● Task goal:
Copy the lines of the material below word for word, beginning at the line that contains "Each <instance> block in" and stopping after the line that contains "box: [252, 89, 271, 106]".

Stored items:
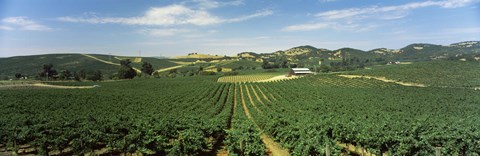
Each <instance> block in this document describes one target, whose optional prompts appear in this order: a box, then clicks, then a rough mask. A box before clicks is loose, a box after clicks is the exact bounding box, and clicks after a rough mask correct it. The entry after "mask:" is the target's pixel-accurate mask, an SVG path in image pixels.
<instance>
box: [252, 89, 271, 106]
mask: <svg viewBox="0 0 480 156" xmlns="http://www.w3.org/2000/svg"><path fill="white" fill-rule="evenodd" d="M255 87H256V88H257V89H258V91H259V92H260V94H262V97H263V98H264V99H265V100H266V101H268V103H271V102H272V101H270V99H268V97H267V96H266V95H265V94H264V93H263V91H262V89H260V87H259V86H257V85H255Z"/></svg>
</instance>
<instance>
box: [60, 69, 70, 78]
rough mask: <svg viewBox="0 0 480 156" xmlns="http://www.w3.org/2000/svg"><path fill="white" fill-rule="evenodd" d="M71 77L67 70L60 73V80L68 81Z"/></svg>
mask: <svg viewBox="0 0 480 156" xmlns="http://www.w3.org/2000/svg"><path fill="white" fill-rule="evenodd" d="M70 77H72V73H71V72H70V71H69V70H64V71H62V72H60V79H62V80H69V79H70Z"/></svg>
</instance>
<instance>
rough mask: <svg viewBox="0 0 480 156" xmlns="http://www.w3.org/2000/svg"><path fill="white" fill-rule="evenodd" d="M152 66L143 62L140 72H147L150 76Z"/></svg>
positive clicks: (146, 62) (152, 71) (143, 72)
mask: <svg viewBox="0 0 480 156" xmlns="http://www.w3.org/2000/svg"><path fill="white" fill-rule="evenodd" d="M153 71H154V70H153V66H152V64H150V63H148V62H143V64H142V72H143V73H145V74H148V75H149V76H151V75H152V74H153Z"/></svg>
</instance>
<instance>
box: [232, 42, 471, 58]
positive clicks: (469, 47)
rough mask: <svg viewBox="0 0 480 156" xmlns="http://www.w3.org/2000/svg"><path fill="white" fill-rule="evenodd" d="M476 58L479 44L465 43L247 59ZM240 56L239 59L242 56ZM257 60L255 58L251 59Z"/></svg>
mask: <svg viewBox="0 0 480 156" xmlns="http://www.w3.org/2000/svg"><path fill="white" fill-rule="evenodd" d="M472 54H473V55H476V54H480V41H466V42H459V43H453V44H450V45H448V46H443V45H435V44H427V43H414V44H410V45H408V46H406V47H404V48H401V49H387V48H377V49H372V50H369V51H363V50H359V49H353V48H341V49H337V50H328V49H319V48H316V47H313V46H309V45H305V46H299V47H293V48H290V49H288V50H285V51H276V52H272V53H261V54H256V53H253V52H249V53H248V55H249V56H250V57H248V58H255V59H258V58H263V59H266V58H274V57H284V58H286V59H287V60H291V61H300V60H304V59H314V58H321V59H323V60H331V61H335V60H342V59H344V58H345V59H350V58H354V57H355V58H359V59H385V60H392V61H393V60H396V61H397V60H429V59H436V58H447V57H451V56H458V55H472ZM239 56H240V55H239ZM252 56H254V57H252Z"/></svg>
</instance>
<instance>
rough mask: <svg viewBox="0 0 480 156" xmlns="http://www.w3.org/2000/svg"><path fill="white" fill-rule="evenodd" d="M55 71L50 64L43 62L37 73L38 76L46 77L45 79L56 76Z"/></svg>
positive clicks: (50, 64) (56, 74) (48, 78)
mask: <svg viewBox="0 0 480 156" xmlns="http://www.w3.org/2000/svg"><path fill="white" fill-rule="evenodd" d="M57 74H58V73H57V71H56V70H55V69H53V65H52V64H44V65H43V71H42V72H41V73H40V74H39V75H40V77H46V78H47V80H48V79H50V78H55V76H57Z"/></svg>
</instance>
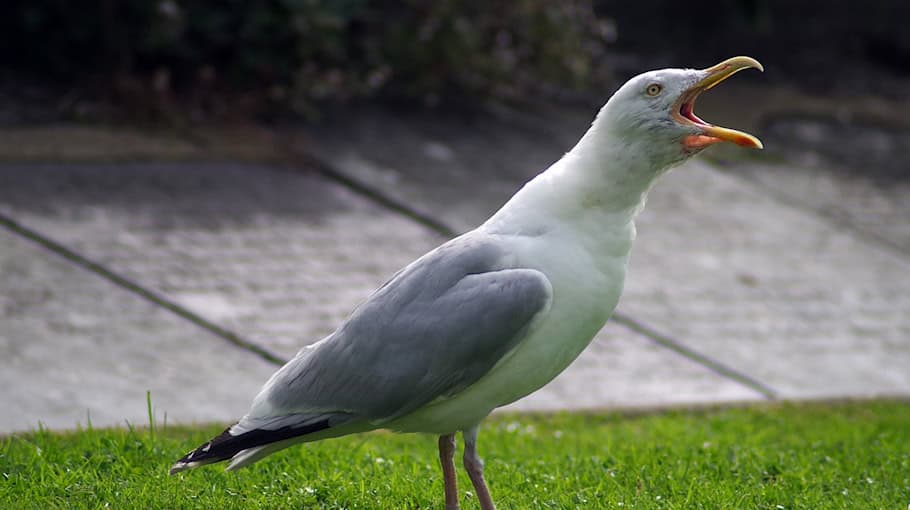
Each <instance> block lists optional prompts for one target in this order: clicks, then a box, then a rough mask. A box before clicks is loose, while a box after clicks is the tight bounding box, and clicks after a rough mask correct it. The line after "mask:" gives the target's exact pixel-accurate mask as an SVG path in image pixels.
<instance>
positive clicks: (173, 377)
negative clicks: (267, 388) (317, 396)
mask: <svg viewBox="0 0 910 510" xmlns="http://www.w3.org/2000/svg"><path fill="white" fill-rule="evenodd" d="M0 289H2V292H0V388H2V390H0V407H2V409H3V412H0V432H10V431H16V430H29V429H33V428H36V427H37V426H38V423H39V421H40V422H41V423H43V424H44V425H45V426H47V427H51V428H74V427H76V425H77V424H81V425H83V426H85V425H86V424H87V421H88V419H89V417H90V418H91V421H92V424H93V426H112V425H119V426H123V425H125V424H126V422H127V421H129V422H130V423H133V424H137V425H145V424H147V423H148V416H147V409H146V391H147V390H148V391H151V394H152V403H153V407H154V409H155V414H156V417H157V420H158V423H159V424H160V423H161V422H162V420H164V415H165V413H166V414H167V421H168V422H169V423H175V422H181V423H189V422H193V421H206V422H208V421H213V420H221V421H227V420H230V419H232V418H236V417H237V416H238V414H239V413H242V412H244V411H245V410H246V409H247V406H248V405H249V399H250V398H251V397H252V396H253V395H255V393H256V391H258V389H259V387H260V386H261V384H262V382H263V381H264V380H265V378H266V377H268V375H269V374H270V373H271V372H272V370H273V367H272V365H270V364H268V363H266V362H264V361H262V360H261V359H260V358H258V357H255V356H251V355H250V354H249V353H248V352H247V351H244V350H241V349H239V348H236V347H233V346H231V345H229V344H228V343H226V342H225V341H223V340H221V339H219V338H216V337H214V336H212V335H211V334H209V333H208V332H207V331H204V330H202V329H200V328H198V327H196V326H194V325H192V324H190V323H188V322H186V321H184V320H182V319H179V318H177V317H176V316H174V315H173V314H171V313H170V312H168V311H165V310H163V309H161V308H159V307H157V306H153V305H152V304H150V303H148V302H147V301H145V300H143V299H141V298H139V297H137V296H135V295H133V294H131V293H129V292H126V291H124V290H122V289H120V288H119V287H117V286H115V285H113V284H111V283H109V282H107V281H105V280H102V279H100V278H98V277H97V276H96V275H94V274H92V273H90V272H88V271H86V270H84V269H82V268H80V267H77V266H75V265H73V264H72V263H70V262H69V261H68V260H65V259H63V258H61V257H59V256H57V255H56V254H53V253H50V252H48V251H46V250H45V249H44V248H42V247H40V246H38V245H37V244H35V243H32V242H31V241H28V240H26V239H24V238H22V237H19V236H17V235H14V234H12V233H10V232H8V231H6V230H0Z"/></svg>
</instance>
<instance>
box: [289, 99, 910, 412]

--

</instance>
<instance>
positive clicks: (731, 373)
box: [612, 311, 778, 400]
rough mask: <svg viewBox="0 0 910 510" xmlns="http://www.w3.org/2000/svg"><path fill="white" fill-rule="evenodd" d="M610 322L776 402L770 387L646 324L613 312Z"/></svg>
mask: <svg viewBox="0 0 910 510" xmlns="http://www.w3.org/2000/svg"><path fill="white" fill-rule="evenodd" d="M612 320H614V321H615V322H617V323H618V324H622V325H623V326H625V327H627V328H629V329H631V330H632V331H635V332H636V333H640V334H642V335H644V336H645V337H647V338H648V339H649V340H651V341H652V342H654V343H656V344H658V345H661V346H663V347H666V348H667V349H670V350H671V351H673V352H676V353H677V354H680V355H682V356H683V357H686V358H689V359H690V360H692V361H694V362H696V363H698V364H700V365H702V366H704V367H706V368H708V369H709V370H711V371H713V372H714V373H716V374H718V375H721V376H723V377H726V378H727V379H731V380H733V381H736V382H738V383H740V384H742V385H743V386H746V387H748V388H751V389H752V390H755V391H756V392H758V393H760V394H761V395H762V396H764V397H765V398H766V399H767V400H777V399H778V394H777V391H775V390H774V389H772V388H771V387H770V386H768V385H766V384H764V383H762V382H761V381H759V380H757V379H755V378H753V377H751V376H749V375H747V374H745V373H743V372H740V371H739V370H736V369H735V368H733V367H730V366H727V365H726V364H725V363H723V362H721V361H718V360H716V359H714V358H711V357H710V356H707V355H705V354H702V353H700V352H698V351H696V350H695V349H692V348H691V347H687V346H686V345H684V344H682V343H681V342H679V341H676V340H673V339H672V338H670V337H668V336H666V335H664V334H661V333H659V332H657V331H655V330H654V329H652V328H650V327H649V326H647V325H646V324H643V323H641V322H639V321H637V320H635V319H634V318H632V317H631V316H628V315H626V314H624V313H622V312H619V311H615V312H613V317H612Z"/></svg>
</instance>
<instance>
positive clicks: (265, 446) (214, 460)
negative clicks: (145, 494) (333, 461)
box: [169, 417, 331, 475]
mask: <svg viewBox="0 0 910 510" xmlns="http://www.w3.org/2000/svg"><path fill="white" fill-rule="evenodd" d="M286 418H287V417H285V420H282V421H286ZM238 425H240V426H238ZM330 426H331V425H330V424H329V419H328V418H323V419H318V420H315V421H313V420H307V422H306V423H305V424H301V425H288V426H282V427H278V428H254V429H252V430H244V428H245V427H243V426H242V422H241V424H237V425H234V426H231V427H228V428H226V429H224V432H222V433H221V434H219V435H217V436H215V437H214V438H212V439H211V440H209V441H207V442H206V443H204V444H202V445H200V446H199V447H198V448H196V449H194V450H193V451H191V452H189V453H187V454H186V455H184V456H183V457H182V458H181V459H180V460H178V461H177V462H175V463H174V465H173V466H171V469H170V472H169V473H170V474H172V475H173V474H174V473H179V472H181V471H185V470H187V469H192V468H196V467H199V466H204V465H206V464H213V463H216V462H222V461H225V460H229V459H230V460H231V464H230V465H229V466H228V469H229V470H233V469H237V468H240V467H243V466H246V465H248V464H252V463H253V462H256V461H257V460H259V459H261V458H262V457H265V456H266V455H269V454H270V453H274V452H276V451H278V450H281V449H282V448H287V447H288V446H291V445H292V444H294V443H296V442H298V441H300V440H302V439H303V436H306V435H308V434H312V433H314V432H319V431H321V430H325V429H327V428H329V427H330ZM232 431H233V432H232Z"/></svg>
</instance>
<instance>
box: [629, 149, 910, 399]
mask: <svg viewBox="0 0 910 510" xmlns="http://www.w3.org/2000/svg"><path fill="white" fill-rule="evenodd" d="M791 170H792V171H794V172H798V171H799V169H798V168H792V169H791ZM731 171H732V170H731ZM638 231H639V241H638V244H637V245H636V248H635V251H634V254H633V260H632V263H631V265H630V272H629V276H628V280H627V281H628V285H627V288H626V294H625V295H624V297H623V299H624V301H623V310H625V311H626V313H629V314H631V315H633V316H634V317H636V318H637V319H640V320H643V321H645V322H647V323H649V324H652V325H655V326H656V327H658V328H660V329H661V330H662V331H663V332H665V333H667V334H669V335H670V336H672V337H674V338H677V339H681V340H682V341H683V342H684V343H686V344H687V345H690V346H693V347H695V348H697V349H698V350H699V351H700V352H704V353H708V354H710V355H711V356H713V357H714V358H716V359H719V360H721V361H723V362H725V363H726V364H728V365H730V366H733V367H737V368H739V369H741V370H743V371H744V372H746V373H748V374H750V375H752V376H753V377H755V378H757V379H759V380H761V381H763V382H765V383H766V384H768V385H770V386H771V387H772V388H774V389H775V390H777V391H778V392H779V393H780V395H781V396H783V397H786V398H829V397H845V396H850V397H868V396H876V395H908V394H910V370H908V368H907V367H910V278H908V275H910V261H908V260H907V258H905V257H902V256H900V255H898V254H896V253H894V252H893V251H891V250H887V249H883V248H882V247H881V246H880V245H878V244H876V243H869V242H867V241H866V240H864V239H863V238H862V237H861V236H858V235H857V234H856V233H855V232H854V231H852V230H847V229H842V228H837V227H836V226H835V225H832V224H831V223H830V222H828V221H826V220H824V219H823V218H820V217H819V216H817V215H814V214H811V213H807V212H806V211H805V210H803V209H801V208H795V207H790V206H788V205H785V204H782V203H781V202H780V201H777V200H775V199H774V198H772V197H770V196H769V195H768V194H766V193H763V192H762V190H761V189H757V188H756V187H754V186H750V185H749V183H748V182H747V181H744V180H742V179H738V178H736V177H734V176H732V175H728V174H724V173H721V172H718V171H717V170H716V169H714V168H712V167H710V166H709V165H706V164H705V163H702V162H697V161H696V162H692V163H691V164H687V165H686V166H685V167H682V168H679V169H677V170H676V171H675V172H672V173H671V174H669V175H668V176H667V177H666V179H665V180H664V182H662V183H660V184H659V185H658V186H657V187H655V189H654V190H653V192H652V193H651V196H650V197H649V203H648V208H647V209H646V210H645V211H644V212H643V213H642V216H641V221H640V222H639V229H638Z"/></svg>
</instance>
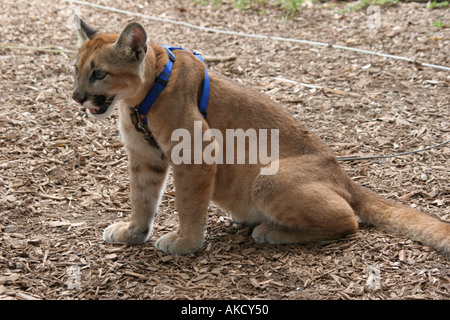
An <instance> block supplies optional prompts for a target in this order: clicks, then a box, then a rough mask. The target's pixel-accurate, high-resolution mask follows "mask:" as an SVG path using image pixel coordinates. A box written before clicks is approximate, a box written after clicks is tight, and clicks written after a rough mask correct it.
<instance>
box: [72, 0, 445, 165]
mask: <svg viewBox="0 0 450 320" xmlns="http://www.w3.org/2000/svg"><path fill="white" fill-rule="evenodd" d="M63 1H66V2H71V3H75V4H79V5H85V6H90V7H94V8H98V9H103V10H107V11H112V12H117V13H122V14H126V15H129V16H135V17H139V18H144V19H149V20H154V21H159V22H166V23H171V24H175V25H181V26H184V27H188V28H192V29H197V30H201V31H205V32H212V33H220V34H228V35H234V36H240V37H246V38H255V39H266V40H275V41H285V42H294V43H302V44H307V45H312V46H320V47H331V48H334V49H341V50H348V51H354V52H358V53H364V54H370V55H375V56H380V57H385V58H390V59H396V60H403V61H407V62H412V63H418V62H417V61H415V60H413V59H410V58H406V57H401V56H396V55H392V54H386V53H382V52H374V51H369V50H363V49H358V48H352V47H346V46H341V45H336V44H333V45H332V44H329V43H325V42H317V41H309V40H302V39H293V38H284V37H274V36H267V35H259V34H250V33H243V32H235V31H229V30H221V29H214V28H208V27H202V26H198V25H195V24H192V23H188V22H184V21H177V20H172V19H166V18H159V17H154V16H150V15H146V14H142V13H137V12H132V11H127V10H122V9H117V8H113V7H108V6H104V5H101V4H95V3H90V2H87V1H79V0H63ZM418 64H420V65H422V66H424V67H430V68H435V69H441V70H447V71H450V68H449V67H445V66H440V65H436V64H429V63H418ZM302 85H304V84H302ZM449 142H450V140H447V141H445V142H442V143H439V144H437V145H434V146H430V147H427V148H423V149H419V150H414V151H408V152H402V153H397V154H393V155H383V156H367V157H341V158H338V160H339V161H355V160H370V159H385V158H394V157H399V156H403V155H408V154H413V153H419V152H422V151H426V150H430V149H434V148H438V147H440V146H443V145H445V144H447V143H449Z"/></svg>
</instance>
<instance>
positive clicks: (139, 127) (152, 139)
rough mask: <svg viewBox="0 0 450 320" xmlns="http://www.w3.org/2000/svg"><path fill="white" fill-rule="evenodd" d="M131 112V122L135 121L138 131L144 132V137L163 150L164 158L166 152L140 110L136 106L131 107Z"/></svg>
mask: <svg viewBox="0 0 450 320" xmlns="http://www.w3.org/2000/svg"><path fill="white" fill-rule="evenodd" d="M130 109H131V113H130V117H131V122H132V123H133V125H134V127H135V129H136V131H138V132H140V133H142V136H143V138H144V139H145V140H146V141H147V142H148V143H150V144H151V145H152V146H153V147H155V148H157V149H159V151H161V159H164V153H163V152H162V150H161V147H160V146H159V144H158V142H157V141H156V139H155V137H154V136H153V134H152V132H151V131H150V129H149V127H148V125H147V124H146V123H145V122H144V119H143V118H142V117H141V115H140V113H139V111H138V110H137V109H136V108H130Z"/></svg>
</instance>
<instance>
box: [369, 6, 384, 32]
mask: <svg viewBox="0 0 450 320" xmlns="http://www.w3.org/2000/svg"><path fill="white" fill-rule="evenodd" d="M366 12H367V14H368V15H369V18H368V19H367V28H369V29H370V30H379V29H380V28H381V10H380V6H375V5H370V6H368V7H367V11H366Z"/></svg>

● Your solution:
Each <instance> block in this document describes one target, whose optional prompts appear in this order: a box, then clicks, then a rough mask. A box before clicks is loose, a box after clicks is the exact bounding box, and clicks after a rough mask correct it. The entry after "mask:" is the target's pixel-accurate mask, an SVG path in image pixels.
<instance>
box: [252, 89, 271, 106]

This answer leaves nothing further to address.